* [Instruções]:
a. Segundo o texto sobre o grande debate dos astrônomos, em que ano a evidência crítica decidiu a questão?
b. Liste todos os anos citados no texto sobre o grande debate dos astrônomos.
c. Dê continuidade ao texto sobre o grande debate dos astrônomos a partir da última frase apresentada.

== Trecho citado

A principal lição a aprender com o maior debate da ciência
Em 1920, os astrônomos debateram a natureza do Universo. Os resultados não tiveram sentido até anos depois, quando chegaram as principais evidências.- Desde 1800, sabíamos de nebulosas espirais e elípticas nos céus, mas não tínhamos ideia se eram galáxias em si mesmas ou objetos distantes dentro da Via Láctea.
- Em 1920, um grande debate foi realizado entre Harlow Shapley e Heber Curtis, onde cada lado argumentou vigorosamente em apoio à sua posição preferida e como interpretar melhor as evidências.
- Apesar de um lado ser considerado o vencedor no debate, nada foi resolvido ou aprendido com o esforço. Somente anos depois, em 1923, a evidência crítica finalmente decidiu a questão.
Então, você chegou a uma encruzilhada: você acha que o mundo funciona de uma certa maneira, e outra pessoa discorda de você e acha que o mundo funciona de uma maneira diferente. Vocês dois têm seus motivos para estarem convencidos de que seu caminho está certo e a outra pessoa está errada, mas, por algum motivo, vocês não conseguem chegar a um acordo um com o outro. Apesar de concordar com os fatos e as evidências, você não concorda em como interpretá-los e ambos são incapazes de convencer o outro de sua loucura.
Na maioria das áreas da vida, você atribuiria isso a uma diferença de opinião. Mas na ciência, as opiniões realmente não importam: o mundo e o Universo realmente se comportam de uma maneira particular. Ou sua concepção de como o mundo funciona concorda com a realidade, caso em que é válida, ou não, caso em que não é. No entanto, argumentos e debates científicos acontecem o tempo todo, embora nunca resolvam nada. A única solução cientificamente válida é obter a evidência crítica: uma lição da qual todos precisamos ser lembrados.

====
== Linhas de dados

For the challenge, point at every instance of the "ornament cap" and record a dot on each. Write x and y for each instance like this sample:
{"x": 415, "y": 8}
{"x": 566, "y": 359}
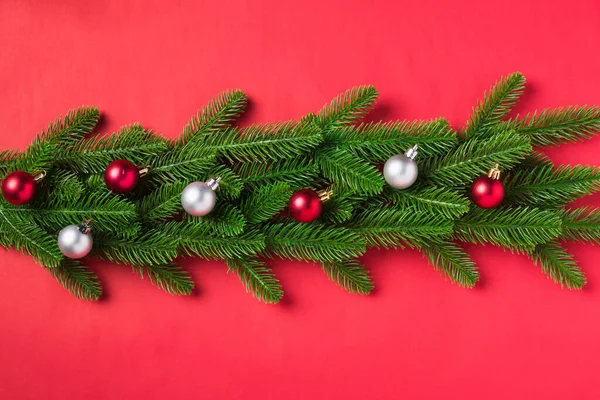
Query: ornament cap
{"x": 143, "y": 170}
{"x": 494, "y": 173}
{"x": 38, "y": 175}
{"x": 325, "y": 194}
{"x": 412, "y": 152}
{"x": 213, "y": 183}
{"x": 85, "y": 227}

====

* [Respostas abaixo]:
a. Em 1923.

b. 1800, 1920, 1923

c.
Em 1920, ocorreu o maior debate da ciência de todos os tempos. Embora um vencedor tenha sido coroado, foi vazio e sem sentido. Somente anos depois, com as observações críticas e revolucionárias de Edwin Hubble, a ciência foi decidida.

Em 26 de abril de 1920 — mais de um século atrás — ocorreu o debate mais famoso da história da astronomia: conhecido simplesmente como o grande debate . Dois astrônomos respeitados, Harlow Shapley e Heber Curtis, abordaram a importante questão de saber o que exatamente eram essas “nebulosas” espirais no céu noturno. As duas linhas de pensamento foram as seguintes:
- Estas são proto-estrelas, em processo de se tornarem estrelas e até sistemas solares, localizadas dentro de nossa própria galáxia, que é muito maior em tamanho e extensão do que normalmente se pensa.
- Estas são suas próprias galáxias, ou “universos insulares”, localizadas a distâncias tão grandes que devem estar totalmente fora da Via Láctea.
O formato do debate era que seis evidências seriam apresentadas, cada lado apresentaria sua interpretação das evidências e um painel de astrônomos declararia um vencedor em cada ponto e então decidiria o vencedor no final.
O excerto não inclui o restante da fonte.